_THE DATA:_
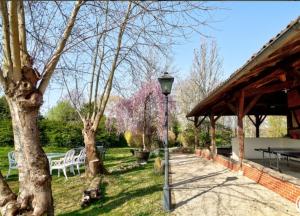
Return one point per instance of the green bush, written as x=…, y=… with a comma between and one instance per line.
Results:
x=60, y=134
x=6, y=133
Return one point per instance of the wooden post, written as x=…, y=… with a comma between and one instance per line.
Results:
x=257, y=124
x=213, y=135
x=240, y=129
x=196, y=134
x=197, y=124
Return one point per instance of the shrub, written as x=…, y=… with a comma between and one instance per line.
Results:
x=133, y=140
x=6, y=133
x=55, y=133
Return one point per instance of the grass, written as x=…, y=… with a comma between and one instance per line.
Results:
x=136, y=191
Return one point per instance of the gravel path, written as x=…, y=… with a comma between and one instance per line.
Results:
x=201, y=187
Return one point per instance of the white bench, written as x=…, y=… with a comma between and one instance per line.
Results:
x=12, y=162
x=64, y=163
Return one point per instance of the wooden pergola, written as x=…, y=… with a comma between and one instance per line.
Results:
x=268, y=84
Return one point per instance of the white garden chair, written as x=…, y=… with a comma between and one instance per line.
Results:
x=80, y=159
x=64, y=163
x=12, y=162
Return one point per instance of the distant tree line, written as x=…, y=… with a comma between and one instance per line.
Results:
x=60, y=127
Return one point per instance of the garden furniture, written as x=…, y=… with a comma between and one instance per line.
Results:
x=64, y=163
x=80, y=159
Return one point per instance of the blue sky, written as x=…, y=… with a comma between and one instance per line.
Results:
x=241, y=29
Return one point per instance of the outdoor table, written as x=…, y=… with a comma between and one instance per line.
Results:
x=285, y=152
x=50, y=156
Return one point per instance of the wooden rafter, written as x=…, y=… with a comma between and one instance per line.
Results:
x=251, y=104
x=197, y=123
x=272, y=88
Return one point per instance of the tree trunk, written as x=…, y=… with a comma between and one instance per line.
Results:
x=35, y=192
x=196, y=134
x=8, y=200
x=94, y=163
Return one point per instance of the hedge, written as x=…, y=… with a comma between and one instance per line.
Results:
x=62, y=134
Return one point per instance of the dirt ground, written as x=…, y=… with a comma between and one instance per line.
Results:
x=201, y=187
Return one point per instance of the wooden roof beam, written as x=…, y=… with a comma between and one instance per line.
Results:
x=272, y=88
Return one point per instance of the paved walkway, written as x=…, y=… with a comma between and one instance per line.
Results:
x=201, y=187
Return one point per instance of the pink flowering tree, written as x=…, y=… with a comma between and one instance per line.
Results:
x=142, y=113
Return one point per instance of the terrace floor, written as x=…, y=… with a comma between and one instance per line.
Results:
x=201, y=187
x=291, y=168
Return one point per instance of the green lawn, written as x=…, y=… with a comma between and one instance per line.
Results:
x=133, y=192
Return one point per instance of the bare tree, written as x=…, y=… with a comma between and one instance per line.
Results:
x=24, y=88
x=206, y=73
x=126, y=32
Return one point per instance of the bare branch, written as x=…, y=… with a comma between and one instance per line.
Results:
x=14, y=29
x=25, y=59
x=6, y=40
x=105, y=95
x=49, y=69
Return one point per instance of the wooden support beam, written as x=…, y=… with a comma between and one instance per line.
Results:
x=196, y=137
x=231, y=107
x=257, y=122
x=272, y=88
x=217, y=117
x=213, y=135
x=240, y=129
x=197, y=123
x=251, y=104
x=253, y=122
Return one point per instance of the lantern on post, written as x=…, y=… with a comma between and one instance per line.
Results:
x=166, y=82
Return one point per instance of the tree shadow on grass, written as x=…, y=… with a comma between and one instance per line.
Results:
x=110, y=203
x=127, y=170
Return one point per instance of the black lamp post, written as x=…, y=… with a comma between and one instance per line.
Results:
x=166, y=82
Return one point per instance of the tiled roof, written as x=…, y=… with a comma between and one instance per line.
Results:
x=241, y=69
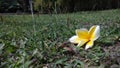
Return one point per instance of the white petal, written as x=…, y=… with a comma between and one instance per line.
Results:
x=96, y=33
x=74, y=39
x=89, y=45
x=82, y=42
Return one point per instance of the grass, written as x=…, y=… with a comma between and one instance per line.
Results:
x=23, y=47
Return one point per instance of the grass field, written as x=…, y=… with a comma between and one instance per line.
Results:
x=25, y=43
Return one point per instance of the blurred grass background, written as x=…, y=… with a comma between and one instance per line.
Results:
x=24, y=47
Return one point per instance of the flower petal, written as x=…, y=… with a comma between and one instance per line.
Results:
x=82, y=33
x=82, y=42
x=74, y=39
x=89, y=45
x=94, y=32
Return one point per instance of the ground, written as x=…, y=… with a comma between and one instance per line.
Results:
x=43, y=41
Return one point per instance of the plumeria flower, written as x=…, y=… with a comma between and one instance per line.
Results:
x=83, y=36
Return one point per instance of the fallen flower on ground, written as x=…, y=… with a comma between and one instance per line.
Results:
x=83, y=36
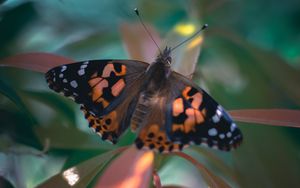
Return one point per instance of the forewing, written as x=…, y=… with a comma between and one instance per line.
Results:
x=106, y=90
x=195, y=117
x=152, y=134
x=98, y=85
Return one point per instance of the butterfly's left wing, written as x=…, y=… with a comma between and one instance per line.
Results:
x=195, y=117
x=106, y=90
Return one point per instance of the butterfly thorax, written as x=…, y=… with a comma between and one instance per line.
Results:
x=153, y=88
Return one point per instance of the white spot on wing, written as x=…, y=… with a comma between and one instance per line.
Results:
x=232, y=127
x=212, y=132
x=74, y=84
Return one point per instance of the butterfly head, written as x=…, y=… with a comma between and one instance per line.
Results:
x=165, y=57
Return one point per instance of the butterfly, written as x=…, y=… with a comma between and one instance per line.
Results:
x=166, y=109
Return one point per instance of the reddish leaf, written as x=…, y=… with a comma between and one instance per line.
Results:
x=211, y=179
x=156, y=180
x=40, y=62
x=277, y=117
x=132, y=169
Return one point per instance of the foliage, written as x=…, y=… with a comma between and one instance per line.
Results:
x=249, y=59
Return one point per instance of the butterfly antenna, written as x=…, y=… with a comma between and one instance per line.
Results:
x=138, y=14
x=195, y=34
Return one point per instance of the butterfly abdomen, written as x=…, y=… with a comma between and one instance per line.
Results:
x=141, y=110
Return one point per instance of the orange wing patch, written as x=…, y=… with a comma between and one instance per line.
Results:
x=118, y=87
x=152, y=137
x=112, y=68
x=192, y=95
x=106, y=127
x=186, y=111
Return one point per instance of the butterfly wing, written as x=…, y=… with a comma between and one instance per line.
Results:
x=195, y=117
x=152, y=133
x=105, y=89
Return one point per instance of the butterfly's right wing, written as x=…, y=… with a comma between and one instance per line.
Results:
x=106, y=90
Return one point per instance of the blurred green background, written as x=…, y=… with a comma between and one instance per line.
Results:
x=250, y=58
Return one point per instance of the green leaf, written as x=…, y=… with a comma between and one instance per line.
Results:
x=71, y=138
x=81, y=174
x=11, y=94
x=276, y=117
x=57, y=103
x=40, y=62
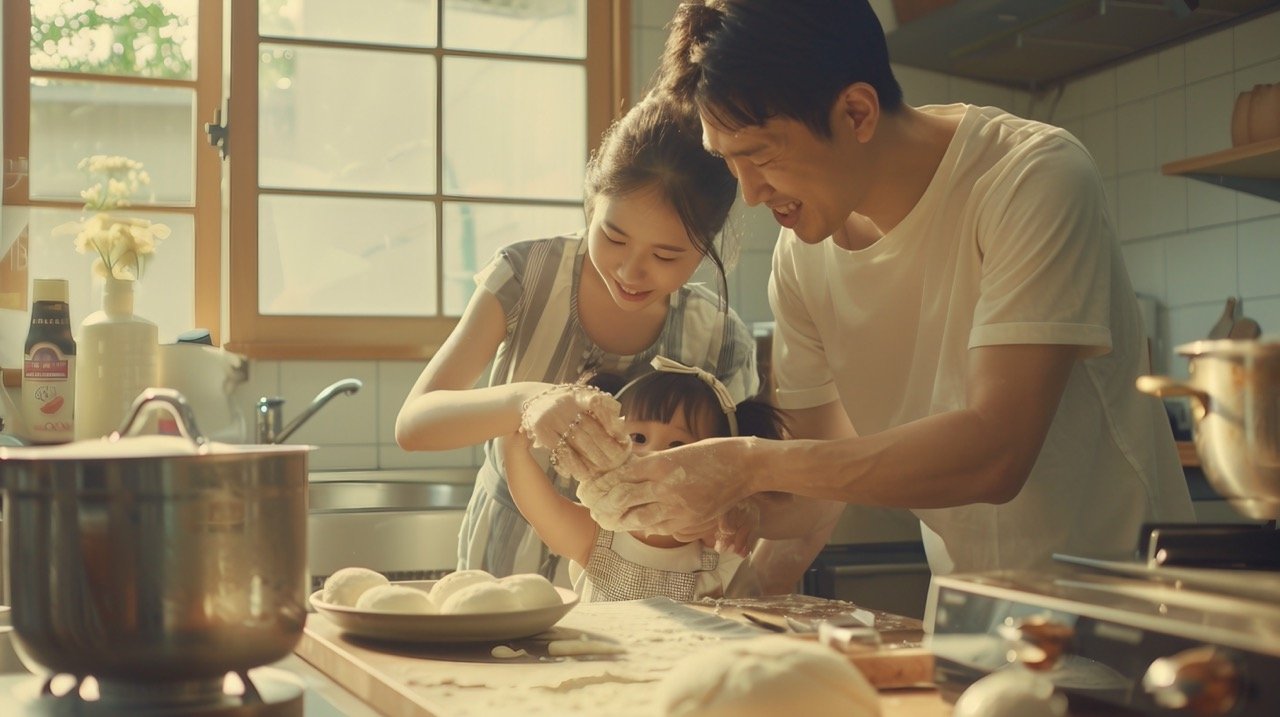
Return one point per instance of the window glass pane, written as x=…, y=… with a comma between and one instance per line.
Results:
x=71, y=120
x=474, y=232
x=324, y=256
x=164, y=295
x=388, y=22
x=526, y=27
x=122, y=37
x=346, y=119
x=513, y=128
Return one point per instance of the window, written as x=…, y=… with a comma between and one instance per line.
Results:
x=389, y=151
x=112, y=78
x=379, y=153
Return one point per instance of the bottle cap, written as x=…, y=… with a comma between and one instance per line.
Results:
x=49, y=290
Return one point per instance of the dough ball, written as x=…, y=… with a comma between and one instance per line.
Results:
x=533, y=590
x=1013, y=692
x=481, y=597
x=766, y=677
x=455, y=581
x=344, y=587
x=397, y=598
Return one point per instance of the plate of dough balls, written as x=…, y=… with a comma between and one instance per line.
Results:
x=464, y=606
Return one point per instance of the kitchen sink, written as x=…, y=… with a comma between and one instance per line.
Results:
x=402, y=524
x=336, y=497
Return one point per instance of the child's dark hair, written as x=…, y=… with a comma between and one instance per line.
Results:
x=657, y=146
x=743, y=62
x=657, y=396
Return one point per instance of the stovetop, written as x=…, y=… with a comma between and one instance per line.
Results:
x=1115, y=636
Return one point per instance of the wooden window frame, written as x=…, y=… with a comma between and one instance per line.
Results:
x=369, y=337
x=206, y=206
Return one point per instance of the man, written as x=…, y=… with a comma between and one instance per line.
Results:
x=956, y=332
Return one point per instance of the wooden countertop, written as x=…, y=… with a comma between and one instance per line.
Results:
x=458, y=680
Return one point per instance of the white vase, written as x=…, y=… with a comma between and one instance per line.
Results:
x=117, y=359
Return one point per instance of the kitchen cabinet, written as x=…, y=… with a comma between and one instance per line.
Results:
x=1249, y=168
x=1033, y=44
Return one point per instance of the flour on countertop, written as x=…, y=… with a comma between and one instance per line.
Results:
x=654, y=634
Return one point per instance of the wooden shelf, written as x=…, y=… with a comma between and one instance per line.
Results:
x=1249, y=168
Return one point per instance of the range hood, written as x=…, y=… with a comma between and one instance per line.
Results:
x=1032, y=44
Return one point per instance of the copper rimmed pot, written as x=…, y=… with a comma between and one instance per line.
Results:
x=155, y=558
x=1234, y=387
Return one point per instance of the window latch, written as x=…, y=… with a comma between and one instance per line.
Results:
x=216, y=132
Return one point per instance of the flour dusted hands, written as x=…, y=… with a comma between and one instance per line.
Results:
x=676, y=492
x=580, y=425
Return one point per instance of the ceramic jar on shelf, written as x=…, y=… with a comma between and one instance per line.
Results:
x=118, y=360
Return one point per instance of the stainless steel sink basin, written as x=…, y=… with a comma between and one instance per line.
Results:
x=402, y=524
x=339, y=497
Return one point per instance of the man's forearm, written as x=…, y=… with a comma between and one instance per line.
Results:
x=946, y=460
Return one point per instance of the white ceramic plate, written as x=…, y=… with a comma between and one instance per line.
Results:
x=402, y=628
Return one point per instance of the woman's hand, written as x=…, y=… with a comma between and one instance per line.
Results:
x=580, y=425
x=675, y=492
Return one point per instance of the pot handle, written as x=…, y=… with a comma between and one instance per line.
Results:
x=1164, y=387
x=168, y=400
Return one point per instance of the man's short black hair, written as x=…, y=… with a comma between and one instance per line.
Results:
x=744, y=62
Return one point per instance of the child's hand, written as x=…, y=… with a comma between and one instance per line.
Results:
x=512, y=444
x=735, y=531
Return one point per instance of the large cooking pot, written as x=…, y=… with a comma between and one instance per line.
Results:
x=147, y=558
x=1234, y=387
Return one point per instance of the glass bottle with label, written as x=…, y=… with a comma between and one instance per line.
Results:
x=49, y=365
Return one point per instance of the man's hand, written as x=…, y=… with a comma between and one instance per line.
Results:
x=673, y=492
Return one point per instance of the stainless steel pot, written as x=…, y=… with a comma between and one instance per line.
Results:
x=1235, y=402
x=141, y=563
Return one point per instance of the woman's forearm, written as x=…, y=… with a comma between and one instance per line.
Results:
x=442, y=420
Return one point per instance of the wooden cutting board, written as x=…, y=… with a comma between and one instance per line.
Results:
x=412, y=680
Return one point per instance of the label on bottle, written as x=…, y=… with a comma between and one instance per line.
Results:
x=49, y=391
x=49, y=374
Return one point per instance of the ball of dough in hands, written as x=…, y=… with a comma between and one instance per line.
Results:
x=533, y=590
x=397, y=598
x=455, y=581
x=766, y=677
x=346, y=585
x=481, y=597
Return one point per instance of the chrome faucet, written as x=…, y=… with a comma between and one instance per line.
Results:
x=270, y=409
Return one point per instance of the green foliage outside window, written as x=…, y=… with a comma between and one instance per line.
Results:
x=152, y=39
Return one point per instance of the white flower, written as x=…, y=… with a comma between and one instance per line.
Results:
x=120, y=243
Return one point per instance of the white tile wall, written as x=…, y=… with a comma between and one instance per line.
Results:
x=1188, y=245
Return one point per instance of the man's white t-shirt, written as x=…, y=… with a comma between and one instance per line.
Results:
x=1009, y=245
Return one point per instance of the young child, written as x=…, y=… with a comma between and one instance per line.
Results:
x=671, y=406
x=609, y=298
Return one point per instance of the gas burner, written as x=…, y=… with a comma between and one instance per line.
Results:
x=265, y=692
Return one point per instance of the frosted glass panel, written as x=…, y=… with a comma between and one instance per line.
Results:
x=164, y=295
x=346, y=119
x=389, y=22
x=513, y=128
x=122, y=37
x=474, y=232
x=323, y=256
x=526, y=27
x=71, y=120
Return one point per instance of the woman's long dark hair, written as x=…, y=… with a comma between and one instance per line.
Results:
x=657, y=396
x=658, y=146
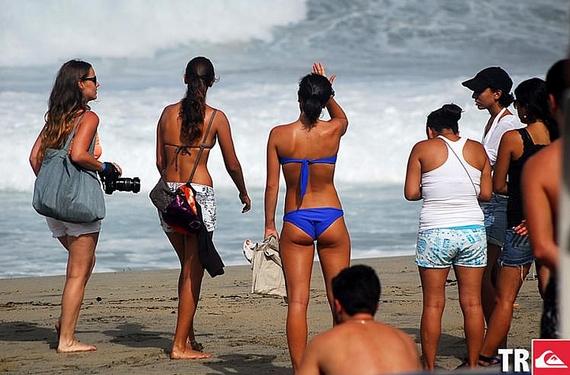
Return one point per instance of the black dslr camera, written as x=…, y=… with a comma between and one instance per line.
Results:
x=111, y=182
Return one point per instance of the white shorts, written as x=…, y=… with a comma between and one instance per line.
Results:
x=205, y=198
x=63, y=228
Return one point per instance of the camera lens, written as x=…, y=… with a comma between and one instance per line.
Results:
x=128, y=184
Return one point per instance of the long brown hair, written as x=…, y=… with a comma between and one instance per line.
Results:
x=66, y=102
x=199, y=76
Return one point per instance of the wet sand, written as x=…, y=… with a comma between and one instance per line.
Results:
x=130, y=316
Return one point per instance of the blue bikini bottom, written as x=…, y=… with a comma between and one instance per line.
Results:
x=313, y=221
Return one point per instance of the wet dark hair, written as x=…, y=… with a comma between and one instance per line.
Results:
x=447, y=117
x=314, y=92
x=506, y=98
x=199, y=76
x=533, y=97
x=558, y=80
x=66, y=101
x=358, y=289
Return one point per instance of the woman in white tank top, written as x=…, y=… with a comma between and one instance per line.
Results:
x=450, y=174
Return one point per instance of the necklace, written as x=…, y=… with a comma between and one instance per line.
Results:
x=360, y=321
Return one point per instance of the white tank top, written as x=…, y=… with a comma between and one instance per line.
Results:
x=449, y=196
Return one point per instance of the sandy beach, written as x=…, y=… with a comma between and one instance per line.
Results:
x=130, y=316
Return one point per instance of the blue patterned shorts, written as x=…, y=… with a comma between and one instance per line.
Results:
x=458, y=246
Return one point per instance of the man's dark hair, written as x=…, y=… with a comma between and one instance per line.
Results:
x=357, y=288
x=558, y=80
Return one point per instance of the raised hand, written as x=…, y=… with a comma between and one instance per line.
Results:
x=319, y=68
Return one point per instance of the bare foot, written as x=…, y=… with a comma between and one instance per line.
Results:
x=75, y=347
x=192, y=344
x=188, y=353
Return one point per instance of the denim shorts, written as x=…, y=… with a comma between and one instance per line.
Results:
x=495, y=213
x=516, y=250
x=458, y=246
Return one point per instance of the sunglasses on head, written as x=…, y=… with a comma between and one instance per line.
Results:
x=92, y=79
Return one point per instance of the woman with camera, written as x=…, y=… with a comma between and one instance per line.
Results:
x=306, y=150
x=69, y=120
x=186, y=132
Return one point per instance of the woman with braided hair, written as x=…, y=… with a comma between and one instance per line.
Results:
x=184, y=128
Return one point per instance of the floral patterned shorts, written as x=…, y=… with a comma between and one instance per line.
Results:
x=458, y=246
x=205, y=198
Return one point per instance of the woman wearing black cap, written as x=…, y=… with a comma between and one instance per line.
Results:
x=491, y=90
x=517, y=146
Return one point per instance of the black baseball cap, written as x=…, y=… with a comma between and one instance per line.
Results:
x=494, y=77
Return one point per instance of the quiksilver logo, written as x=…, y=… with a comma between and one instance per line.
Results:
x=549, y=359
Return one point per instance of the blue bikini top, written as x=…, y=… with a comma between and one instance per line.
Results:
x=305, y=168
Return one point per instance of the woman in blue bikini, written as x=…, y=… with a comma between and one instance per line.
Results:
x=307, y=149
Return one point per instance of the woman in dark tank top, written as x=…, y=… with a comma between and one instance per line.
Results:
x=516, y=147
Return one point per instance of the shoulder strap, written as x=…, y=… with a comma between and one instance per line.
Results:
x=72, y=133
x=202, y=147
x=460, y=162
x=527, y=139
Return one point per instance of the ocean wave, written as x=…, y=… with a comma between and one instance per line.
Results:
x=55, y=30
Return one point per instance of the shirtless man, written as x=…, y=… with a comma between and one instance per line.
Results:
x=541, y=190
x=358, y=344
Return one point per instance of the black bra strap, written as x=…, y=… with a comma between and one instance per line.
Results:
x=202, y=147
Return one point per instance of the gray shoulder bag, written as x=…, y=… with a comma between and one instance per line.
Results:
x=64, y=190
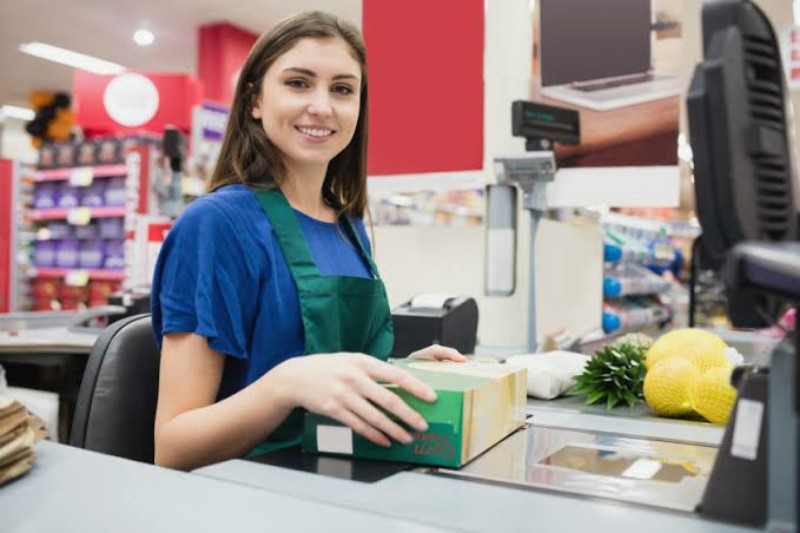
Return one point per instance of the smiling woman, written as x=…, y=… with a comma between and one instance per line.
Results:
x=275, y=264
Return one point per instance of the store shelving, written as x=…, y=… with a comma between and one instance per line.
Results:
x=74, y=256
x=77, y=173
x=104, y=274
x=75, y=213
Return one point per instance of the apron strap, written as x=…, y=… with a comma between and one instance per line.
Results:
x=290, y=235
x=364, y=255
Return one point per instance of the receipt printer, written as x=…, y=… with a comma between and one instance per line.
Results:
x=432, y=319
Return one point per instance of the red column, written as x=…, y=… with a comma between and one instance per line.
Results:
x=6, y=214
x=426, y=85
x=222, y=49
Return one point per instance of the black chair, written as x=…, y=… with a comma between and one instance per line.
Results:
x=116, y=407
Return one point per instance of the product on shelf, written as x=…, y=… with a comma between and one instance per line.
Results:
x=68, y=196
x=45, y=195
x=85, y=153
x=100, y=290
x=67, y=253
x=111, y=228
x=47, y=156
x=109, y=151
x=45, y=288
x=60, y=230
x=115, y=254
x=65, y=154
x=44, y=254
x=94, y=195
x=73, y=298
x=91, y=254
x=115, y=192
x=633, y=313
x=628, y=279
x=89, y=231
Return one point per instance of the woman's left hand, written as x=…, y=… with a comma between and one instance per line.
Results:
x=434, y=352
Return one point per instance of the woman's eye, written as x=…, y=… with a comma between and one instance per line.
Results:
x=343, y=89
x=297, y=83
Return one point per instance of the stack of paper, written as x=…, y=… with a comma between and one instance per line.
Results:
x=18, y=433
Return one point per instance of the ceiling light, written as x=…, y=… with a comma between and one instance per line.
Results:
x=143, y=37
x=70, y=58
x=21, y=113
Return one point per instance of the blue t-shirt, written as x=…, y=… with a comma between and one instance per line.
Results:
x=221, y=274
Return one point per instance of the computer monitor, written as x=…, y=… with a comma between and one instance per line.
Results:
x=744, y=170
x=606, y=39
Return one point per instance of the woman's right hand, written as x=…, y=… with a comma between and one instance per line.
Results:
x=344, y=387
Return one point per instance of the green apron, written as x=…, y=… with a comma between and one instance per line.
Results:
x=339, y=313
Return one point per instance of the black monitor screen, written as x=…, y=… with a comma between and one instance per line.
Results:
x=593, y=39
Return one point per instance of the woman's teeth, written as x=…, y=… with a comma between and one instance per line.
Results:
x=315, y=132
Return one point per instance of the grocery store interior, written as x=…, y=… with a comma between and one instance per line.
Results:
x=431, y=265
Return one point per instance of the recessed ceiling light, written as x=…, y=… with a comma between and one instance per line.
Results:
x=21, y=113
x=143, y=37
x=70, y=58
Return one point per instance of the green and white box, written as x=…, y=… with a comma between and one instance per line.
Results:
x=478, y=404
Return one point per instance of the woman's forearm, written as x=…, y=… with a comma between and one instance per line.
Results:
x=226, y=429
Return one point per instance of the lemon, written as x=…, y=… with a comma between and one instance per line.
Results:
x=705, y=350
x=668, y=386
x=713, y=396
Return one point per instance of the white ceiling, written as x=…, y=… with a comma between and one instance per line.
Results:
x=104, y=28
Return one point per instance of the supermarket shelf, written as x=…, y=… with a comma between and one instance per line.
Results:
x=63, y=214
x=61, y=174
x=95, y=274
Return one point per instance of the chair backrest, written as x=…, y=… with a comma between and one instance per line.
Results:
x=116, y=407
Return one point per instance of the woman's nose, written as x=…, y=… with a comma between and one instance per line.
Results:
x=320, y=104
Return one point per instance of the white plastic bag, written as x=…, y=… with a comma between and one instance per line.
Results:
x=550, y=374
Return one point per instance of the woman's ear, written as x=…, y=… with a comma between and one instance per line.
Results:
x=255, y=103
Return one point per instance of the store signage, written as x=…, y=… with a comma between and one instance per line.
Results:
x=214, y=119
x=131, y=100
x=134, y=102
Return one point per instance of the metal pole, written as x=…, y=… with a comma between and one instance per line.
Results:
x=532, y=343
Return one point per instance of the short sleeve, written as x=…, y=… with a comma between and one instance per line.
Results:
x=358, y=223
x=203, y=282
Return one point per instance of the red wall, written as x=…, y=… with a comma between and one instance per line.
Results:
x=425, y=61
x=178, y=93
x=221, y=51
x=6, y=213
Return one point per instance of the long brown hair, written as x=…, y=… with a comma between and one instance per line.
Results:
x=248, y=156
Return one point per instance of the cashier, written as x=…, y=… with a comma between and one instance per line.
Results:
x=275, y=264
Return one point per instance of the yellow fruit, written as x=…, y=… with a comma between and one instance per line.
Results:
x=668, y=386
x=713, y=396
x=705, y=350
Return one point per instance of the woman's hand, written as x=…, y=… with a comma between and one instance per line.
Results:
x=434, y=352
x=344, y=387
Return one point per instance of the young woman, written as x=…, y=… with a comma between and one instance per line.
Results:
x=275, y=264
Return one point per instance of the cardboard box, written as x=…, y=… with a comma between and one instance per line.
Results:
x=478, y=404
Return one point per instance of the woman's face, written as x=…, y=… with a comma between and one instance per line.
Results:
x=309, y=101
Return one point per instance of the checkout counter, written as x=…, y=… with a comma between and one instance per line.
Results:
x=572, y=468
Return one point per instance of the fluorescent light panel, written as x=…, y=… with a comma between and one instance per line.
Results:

_WHAT TO DO:_
Output the lines of the records above exactly as they appear, from the line containing "Return one point per instance of the woman's ear, written" through the line containing "Return one point per instance of the store signage, written".

_TASK OUTPUT:_
Return one point per instance of the woman's ear, written as x=…, y=… with a comma between and one instance per line.
Results:
x=255, y=103
Return one point per instance of the store signage, written as x=…, y=… with a comma between and one instance per line.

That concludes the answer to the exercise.